--- begin ---

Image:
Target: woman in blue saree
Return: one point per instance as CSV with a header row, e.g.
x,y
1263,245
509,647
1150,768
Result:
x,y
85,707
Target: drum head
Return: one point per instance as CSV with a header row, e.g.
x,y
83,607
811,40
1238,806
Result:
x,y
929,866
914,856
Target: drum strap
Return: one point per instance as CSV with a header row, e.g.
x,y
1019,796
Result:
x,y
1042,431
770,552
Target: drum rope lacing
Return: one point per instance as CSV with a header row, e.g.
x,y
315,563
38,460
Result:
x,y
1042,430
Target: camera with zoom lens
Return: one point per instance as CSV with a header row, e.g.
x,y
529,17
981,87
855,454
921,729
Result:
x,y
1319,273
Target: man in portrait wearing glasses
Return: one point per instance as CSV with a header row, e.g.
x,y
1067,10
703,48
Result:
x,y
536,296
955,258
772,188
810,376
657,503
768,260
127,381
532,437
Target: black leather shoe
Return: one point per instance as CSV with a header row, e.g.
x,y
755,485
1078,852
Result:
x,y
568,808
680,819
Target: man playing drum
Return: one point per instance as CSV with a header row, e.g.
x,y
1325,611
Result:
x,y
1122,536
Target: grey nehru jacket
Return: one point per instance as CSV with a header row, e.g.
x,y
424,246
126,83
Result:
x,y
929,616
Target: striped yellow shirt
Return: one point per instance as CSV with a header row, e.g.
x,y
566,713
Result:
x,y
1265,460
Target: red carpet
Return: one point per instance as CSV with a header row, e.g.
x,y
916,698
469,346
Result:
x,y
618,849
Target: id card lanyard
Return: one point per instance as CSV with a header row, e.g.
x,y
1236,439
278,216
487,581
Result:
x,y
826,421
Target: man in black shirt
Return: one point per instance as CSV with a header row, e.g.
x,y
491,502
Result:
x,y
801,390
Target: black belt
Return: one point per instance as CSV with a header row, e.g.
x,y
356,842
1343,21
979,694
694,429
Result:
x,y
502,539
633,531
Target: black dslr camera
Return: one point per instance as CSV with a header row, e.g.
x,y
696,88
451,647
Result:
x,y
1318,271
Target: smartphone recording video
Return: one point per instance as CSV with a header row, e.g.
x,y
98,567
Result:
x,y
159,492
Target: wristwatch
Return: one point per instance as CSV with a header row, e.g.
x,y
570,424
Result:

--- end ---

Exercise: Extract each entry in full, exactly as given.

Solution to this task:
Image:
Target: woman in blue saree
Return: one point per instance as CSV with a header row, e.g.
x,y
1263,245
509,647
1150,768
Result:
x,y
85,707
Target: drum head
Return: one point per instance as CSV with a header row, e.g.
x,y
83,607
811,40
1238,806
Result:
x,y
929,866
914,856
Target: drum strap
Return: one point per instance as CSV with a header row, e.g.
x,y
1019,796
Result:
x,y
1042,431
770,552
Target: drum rope lacing
Return: one point per instance as CSV with a header row, e.g.
x,y
315,563
38,460
Result:
x,y
1042,430
Target: camera with zoom lens
Return: one point per instance as CSV with a header row, e.g.
x,y
529,17
981,87
855,454
921,729
Result:
x,y
1319,273
Target: man in portrait wearing glasses
Return: one point per instance as CSV with a header row, e.g.
x,y
1067,10
703,48
Result:
x,y
536,296
955,258
772,188
810,376
657,503
768,260
127,381
532,437
Target: black leather shoe
Return: one point per instance as CSV with a header row, e.g.
x,y
755,485
1078,852
Result:
x,y
568,808
680,819
Target: man playing drum
Return: one point per instance as CSV with a header row, e.g.
x,y
1325,611
Result:
x,y
1122,536
Target: grey nehru jacket
Return: one point per instance as CSV with a header row, e.g.
x,y
424,246
126,83
Result:
x,y
929,616
Target: striped yellow shirt
Return: one point per instance as CSV with a header row, e.g.
x,y
566,713
Result:
x,y
1265,460
Target: red carpet
Return: one point per instance as CSV with a header row, e.g.
x,y
916,698
469,346
Result:
x,y
618,849
Target: id card lanyard
Return: one point per instance as CSV with a header row, e.g.
x,y
1236,439
278,216
487,581
Result:
x,y
826,421
Target: man in black shirt
Return: one point per instance as CSV with a header row, e.g.
x,y
491,502
Result:
x,y
801,390
Target: black belt
Return: one point per instance as CSV with a header row, e.g.
x,y
356,842
1343,21
979,694
694,429
Result:
x,y
502,539
633,531
Target: black dslr camera
Return: one point per instance as CSV with a header row, e.g.
x,y
696,88
451,647
Result:
x,y
1318,271
Target: smartphone recording video
Return: one point per instance as CSV with a header row, e.g.
x,y
98,567
Result:
x,y
159,492
Target: wristwatch
Return: one point per instance as CSV with a header row, e.g.
x,y
570,424
Result:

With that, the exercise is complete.